» **Source document**:
********************

Tuesday, March 13, 2007

Sailing the Genomes Blue

Today's Wall Street Journal had an item on Craig Venter's new publication in PLoS Biology describing the collection and metagenomic sequencing of seawater from around the world. You'll need to have paid access to the WSJ, or find a print copy (my access), or perhaps it will show up on a free newspaper site at some point (many WSJ articles do via the wire services). Further information is available on the expedition's website, including pictures of their sailboat Sorcerer II.

The raw numbers are amazing: 6.3 Gbp of raw data -- or about 1.5 human genome equivalents -- and all apparently by 'old-fashioned' fluorescent Sanger sequencing. Samples were collected at regular intervals along the sailing route

There's a lot in the paper, and I won't pretend to have read all of it. One interesting bit is what the authors call 'extreme assembly'. Whereas most genome assembly schemes attempt to minimize the probability of getting chimaeric assemblies (with data glommed together that should be apart), this approach tries to get as big an assembly as possible -- as long as 900Kb from this dataset. While chimaeras are expected (and found), the hope is that you can untangle the knots later but that these extreme assemblies will be useful in collecting sequences together that should go together.

********************

» **Stored data**:
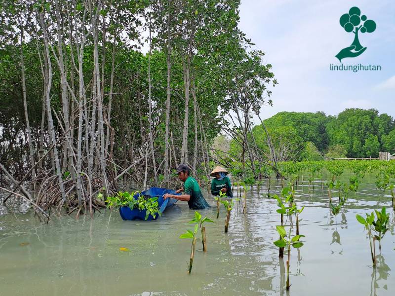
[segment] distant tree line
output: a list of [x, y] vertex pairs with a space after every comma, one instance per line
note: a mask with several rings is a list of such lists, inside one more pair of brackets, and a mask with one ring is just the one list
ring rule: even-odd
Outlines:
[[[280, 112], [264, 124], [281, 160], [317, 160], [323, 158], [377, 157], [380, 151], [395, 152], [395, 121], [377, 110], [348, 109], [337, 116]], [[262, 124], [252, 129], [255, 141], [270, 155]], [[233, 140], [230, 151], [239, 153]]]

********************

» **What to produce**: Summarize the blog post on ocean metagenomic sequencing in two sentences.

» **Response**: The Wall Street Journal reported on Craig Venter's new PLoS Biology paper on collecting and metagenomically sequencing seawater from around the world, which produced 6.3 Gbp of raw data, about 1.5 human genome equivalents, apparently all by fluorescent Sanger sequencing. One idea in the paper is "extreme assembly," which aims for the largest possible assemblies (up to 900Kb from this dataset) rather than minimizing chimaeras, in the hope that the knots can be untangled later and that sequences belonging together will be collected together.